> Text passage
MONEYPUCK: Why Most People Need To Shut Up About ‘Advanced Stats’ In The NHL

  • Matt Rudnitsky

Bruins Habs Fight

There was a really interesting article in the Chicago Sun-Times last week about “analytics” being “the secret formula” for the Blackhawks’ success. It shows how the NHL in 2014 is like baseball in the late ’90s or early 2000s.

Fans, writers and a large percentage of teams stubbornly pretend that they have analysis all figured out, when they aren’t anywhere close. The Blackhawks are clearly one of the open-minded, smart ones — asking questions, compiling data and gaining actionable insights. Other good teams assuredly are. But many probably aren’t, and when it comes to media and fans, most are clueless.

The mainstream media’s discussion of hockey’s “advanced stats” involves shouting three terms at you: Fenwick, Corsi, and if you’re lucky, PDO. If you understand these stats, you’re probably laughing. For the uninitiated: Fenwick and Corsi measure shots on goal to estimate puck possession. The only difference between them is that one includes blocked shots. PDO literally adds a team’s shooting percentage and save percentage at even strength.

To continue the baseball comparison, they’re similar to WHIP (literally, walks plus hits divided by innings pitched) and OBP (literally, times on base divided by plate appearances).

They’re great stats, for what they measure.

But, a seven-year-old can compile and understand these stats entirely.

The most advanced and best use of these stats is 5-on-5 Fenwick-close percentage. It acts as a very accurate proxy for time spent in the opponent’s zone. It only counts even strength ice time in close games (tied or one-goal games in the first two periods, and tie games in the third/OT).

It’s not complicated.

> Written problem a
Put the entries from the start through the line containing "x=317, y=388" into a Markdown table with the columns "Row" and "Line", numbering each line and leaving out any blank lines.
The entries after this point have no connection to the hockey stats article.

> Collected data
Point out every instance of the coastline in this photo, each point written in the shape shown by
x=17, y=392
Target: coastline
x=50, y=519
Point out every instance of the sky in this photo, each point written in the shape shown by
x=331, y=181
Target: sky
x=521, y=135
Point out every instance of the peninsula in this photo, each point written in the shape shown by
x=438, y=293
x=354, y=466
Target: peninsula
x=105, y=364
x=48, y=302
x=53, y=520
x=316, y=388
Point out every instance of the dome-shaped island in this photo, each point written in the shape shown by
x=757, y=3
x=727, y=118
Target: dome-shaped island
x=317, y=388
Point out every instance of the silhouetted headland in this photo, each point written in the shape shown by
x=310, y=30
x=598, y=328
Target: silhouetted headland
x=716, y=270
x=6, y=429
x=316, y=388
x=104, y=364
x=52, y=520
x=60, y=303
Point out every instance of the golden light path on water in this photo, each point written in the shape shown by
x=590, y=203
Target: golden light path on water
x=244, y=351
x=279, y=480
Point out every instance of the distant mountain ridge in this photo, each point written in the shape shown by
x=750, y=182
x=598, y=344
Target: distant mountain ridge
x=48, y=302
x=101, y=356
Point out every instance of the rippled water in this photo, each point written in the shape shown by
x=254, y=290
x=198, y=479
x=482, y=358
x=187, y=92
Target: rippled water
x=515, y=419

> Written problem b
Rewrite the part of the hockey stats article that opens with the words containing "They’re great stats, for" and closes with "It’s not complicated.", changing "seven-year-old" to "ten-year-old".

> Problem solution a
| Row | Line |
|---|---|
| 1 | Point out every instance of the coastline in this photo, each point written in the shape shown by |
| 2 | x=17, y=392 |
| 3 | Target: coastline |
| 4 | x=50, y=519 |
| 5 | Point out every instance of the sky in this photo, each point written in the shape shown by |
| 6 | x=331, y=181 |
| 7 | Target: sky |
| 8 | x=521, y=135 |
| 9 | Point out every instance of the peninsula in this photo, each point written in the shape shown by |
| 10 | x=438, y=293 |
| 11 | x=354, y=466 |
| 12 | Target: peninsula |
| 13 | x=105, y=364 |
| 14 | x=48, y=302 |
| 15 | x=53, y=520 |
| 16 | x=316, y=388 |
| 17 | Point out every instance of the dome-shaped island in this photo, each point written in the shape shown by |
| 18 | x=757, y=3 |
| 19 | x=727, y=118 |
| 20 | Target: dome-shaped island |
| 21 | x=317, y=388 |

> Problem solution b
They’re great stats, for what they measure.

But, a ten-year-old can compile and understand these stats entirely.

The most advanced and best use of these stats is 5-on-5 Fenwick-close percentage. It acts as a very accurate proxy for time spent in the opponent’s zone. It only counts even strength ice time in close games (tied or one-goal games in the first two periods, and tie games in the third/OT).

It’s not complicated.